[Records for processing start]

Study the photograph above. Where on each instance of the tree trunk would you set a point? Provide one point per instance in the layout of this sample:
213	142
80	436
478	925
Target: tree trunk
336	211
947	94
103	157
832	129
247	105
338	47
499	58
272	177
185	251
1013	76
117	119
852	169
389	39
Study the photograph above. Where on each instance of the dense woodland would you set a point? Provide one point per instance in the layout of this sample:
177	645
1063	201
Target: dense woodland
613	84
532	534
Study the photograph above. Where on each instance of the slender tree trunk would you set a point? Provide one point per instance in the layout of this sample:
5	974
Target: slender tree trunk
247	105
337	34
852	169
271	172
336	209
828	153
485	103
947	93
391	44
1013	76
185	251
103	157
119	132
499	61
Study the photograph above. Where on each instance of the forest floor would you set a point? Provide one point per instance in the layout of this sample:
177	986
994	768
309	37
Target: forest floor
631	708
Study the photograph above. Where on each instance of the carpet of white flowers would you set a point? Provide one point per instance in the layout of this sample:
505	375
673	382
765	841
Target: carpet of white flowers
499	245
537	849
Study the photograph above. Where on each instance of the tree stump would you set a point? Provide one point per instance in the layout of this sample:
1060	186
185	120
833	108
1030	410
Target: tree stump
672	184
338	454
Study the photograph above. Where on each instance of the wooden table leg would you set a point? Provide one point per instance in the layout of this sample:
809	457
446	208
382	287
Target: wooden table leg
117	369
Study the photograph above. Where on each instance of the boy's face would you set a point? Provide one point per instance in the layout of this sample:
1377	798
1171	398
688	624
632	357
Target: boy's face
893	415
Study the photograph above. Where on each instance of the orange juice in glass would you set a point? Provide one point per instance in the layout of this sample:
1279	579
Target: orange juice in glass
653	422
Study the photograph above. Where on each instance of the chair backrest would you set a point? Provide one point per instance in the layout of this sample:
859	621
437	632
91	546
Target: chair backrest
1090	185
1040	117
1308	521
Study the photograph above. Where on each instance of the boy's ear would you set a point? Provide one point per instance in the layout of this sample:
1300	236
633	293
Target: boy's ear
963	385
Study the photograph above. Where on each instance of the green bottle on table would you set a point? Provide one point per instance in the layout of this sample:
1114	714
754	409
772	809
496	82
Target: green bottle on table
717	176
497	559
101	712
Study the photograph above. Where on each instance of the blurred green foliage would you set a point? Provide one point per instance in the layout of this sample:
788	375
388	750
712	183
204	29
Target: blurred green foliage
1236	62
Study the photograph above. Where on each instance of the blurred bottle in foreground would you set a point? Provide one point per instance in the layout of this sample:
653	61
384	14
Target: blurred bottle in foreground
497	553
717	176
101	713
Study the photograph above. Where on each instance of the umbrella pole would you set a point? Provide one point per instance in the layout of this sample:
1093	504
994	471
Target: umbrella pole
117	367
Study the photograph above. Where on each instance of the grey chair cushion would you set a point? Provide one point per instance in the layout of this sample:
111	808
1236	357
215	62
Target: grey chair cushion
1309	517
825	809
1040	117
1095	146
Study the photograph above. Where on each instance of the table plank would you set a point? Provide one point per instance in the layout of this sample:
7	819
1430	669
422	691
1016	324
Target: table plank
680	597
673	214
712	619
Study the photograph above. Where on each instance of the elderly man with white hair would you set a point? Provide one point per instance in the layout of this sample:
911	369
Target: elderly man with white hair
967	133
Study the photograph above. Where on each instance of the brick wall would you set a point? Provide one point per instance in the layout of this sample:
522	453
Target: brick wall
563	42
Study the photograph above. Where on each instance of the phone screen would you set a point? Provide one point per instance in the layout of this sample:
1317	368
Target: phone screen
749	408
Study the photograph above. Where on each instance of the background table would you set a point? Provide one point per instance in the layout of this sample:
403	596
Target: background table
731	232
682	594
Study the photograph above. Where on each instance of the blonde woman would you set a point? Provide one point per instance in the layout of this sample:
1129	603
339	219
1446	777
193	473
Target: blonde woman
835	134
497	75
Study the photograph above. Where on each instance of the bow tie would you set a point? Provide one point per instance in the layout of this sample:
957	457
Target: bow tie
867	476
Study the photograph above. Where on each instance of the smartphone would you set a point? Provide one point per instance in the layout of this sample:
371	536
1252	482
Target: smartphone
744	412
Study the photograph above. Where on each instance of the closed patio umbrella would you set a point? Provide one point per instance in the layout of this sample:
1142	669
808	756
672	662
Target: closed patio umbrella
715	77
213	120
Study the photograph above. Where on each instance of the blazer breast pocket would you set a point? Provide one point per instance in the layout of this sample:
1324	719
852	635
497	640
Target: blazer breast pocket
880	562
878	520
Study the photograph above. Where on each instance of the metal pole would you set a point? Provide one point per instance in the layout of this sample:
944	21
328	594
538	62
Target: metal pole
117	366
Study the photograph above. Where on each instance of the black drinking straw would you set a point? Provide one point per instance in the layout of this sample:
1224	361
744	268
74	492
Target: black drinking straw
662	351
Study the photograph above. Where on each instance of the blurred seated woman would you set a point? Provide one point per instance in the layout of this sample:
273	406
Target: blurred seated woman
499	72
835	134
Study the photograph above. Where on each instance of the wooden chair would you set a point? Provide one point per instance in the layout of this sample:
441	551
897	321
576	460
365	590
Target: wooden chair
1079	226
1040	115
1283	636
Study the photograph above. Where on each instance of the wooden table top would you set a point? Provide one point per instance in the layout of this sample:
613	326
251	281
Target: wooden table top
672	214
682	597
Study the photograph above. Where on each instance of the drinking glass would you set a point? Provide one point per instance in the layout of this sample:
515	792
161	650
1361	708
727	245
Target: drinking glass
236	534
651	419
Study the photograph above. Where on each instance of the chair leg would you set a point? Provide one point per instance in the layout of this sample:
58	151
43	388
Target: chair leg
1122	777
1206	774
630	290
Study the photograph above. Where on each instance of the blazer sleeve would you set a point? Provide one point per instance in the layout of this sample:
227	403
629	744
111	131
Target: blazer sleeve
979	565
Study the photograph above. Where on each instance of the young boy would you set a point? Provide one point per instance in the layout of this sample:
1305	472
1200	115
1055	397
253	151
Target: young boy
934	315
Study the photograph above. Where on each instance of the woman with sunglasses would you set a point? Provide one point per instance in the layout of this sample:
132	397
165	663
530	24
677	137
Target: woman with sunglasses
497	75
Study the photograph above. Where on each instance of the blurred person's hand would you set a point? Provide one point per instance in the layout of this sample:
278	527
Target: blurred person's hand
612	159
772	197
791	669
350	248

[Records for processing end]

== Instructions to follow ==
Output exactly the lines above, from the one holding "the wooden chair" through the end of the data, including the first and last.

== Answer to the task ==
Study the photograph above. Where on each instance of the wooden chair would you set a point? Provide one point per instance in the layout of this sample:
441	551
897	321
576	460
365	590
Target: wooden chair
1079	226
1040	115
1283	636
Study the photograph above. Where on each instance of the wooden table top would you set a point? Provide one point per instance in the layout of this sample:
613	326
251	281
Target: wooden table top
672	214
682	597
Study the photograph above. Where on each instance of the drinking glass would you set a point? Provide one point per instance in the layout of this sample:
515	792
161	650
1361	708
727	245
Target: drinking glass
236	534
651	419
Study the photograph above. Where on each instance of the chair leg would you set a point? Provide one point per instance in the layout of this sample:
58	151
43	388
Target: chair leg
1122	777
1206	774
630	290
Study the photograph above. Where on each instance of the blazer sleeve would you set a point? Provide one point per instance in the layout of this sample:
227	403
629	744
111	131
Target: blazer sleeve
979	565
Study the photograph above. Where on each instance of the young boy would you set a point? Provide one point per instance in the layout of this sample:
1305	472
1200	115
1055	397
253	151
Target: young boy
934	315
Study the photograph above. Where on each instance of the woman with sunglasses would you set a point? Provide one point per instance in the layout of this sample:
132	397
165	663
530	24
677	137
Target: woman with sunglasses
497	75
Study the photograph above. Where on each instance of the blurred person's hand would you set a point? Provide one point per instance in the layout of this sample:
278	527
Target: blurred person's hand
612	159
772	197
791	669
350	248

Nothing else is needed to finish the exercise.